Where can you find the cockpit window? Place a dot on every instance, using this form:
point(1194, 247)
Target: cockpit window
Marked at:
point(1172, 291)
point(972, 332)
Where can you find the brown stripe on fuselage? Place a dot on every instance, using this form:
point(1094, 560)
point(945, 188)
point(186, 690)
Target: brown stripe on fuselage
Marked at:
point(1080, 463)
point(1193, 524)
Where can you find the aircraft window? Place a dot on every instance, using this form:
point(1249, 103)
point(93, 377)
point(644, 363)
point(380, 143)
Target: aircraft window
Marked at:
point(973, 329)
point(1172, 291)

....................

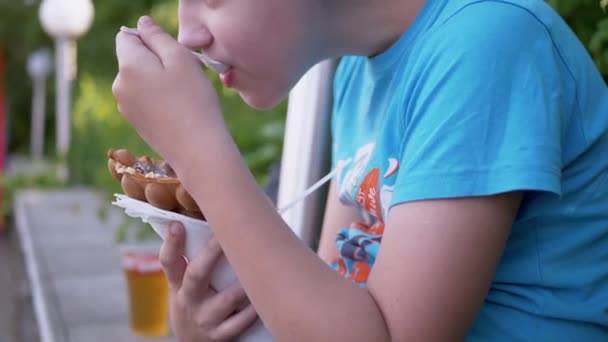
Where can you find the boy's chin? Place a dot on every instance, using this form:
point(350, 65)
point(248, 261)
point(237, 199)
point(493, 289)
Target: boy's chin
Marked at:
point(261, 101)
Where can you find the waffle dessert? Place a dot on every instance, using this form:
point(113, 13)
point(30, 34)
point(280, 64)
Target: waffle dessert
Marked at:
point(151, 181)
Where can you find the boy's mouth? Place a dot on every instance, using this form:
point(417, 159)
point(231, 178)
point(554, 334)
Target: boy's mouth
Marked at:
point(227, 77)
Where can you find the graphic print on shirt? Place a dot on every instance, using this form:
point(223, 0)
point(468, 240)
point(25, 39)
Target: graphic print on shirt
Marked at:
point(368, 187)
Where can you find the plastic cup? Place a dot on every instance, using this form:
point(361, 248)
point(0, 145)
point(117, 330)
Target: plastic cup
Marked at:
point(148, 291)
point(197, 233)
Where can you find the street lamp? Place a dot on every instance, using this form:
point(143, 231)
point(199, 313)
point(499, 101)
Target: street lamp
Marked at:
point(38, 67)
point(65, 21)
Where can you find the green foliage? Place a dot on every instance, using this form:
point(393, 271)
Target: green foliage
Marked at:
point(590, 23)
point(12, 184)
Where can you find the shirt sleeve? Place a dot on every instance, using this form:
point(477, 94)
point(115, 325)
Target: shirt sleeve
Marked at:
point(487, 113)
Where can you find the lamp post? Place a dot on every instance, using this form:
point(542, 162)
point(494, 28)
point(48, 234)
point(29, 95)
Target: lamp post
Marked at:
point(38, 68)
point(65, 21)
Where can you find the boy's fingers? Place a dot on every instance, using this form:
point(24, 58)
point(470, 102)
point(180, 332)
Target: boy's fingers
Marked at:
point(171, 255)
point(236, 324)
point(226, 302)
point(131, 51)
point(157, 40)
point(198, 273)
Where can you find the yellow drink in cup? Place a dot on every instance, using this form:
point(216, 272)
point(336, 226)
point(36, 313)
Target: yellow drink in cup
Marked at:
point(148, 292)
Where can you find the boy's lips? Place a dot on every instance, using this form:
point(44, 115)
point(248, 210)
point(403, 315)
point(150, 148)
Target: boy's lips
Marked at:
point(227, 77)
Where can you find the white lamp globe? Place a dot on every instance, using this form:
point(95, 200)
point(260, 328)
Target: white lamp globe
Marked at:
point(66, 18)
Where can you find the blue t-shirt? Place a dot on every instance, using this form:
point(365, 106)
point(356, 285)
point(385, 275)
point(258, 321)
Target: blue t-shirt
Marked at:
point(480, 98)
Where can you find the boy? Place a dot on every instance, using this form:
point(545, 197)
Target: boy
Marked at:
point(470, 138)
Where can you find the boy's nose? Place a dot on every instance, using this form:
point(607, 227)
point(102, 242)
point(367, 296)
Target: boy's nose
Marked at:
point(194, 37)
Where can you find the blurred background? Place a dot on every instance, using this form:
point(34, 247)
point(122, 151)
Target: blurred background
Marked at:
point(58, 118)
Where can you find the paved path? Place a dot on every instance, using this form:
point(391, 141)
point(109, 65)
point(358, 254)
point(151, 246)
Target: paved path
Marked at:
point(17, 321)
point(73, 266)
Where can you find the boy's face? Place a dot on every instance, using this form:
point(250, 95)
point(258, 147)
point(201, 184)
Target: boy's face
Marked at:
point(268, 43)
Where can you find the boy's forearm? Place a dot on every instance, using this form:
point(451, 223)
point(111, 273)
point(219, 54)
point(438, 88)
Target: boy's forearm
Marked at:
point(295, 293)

....................

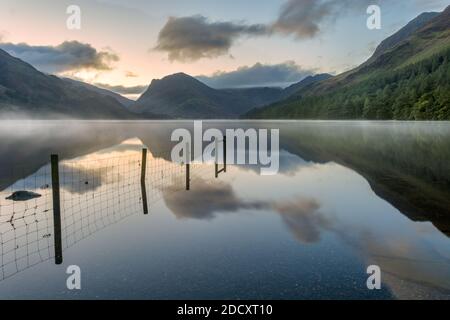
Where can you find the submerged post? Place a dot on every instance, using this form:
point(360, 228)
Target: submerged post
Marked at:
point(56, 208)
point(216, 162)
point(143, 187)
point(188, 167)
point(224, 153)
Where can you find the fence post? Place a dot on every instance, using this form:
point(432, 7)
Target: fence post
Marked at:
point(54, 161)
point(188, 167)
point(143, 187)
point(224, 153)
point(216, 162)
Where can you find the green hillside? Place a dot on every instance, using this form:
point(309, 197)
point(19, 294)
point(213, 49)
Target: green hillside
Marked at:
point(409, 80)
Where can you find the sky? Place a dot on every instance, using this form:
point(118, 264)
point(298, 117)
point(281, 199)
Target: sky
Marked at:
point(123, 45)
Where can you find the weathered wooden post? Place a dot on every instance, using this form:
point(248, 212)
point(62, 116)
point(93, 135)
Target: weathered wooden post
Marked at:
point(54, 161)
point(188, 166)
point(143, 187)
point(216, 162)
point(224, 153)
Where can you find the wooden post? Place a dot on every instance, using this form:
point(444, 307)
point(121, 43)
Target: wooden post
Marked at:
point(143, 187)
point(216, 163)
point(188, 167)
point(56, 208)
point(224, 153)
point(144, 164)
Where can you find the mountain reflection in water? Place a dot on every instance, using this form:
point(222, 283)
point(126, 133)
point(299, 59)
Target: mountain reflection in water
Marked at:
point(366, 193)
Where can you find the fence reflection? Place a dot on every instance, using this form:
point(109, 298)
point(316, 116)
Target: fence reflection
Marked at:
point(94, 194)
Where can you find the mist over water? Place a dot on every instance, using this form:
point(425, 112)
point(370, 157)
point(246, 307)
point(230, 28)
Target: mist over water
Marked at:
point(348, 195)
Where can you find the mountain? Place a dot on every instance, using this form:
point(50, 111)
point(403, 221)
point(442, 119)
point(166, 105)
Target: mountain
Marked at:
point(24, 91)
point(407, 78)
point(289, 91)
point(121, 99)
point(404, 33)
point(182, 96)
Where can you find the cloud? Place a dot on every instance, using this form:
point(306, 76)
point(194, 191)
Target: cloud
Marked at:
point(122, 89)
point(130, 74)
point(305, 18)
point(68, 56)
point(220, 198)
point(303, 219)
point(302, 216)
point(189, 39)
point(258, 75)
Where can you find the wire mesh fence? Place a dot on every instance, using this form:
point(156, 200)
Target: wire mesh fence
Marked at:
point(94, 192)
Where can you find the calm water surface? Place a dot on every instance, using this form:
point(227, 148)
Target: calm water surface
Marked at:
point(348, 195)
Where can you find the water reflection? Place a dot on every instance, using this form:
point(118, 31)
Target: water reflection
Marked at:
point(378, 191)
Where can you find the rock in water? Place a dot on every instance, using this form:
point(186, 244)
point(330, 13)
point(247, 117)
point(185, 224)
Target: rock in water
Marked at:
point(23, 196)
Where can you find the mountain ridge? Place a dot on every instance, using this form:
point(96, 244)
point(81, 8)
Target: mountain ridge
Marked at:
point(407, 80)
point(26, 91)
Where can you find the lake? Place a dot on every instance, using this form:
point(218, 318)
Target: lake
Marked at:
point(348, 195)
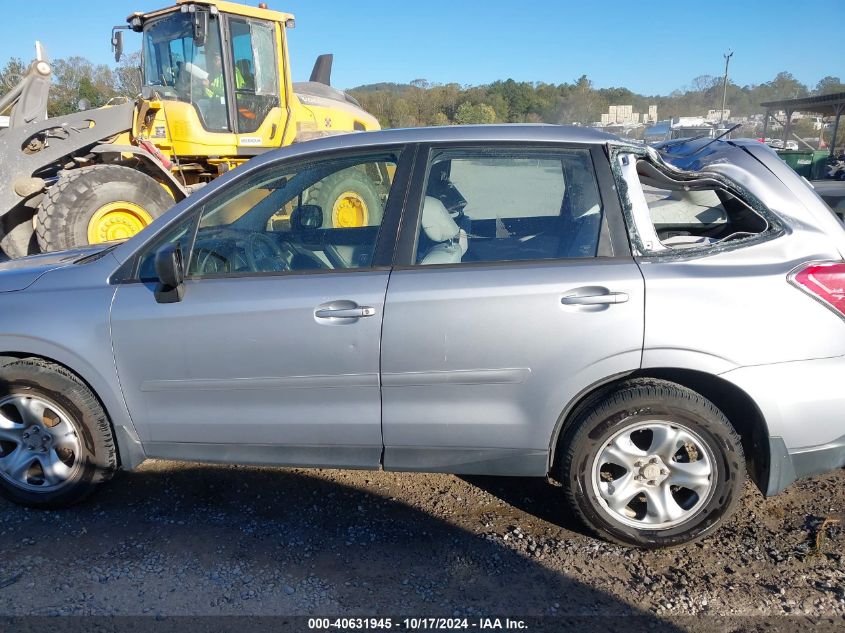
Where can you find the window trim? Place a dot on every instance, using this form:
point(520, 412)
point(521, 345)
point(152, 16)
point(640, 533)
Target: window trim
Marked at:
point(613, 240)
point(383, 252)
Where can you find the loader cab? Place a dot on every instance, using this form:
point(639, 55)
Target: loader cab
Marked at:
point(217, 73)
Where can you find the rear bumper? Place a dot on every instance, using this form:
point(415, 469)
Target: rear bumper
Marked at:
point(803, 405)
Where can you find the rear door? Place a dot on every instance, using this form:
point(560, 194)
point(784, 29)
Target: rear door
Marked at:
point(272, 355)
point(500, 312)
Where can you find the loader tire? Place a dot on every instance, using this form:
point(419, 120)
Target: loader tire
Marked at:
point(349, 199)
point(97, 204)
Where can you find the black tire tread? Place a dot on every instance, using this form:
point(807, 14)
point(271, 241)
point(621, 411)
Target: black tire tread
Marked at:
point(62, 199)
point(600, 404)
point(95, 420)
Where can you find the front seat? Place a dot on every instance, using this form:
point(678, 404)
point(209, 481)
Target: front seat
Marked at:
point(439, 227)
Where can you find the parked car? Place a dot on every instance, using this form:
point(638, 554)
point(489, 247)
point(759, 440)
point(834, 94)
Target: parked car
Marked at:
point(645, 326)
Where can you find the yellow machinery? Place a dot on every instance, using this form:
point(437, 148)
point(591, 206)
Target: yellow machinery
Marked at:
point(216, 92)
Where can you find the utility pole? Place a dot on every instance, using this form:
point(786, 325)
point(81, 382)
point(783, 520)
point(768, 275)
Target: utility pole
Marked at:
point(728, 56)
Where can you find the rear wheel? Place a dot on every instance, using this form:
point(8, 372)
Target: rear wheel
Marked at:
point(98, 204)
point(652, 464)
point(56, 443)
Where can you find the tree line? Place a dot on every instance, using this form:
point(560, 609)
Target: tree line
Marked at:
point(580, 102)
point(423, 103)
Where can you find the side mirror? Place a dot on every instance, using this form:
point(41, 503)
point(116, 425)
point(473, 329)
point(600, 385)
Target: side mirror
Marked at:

....................

#### TASK DETAILS:
Swap "Marked at" for "Located at" in everything from the line containing "Where can you find the submerged" down to the line containing "point(182, 96)", and give those rows back with nothing else altered.

#### RESPONSE BELOW:
Where can you find the submerged post? Place a dot on every instance, using this form:
point(360, 228)
Target: submerged post
Located at:
point(56, 208)
point(216, 162)
point(143, 187)
point(188, 167)
point(224, 153)
Where can you find the fence post? Place a dot on every instance, using this form:
point(432, 7)
Target: fence post
Located at:
point(54, 161)
point(188, 167)
point(143, 187)
point(224, 153)
point(216, 162)
Where can you find the green hillside? Place a dot on every instance, using this form:
point(309, 197)
point(19, 294)
point(213, 49)
Target: green hillside
Located at:
point(409, 80)
Where can you find the sky? Place a dot on every instance, using this form:
point(118, 264)
point(298, 117)
point(281, 199)
Target: sky
Located at:
point(123, 45)
Where can you find the weathered wooden post? Place a dot on every instance, using this form:
point(248, 212)
point(62, 116)
point(93, 135)
Target: weathered wooden post
Located at:
point(54, 161)
point(188, 166)
point(143, 187)
point(216, 162)
point(224, 153)
Where can you find the wooden post? Place a dot on every instance, using this form:
point(444, 307)
point(121, 43)
Target: wooden post
Located at:
point(143, 187)
point(216, 163)
point(188, 167)
point(56, 208)
point(224, 153)
point(144, 164)
Where can you find the mountain reflection in water? Place a dot on every instance, using this form:
point(222, 283)
point(126, 133)
point(299, 59)
Target: mountain reflection in water
Located at:
point(366, 193)
Where can you find the fence reflection? Place a dot on every instance, using this form:
point(109, 298)
point(316, 116)
Target: fence reflection
Located at:
point(94, 194)
Where can you find the mist over water? Place a dot on every instance, using this form:
point(425, 112)
point(370, 157)
point(246, 307)
point(230, 28)
Target: mist over water
Located at:
point(348, 195)
Where can you find the mountain? Place a dot on every instance, using this form:
point(50, 111)
point(403, 221)
point(442, 119)
point(166, 105)
Target: mountain
Located at:
point(24, 91)
point(407, 78)
point(289, 91)
point(121, 99)
point(404, 33)
point(182, 96)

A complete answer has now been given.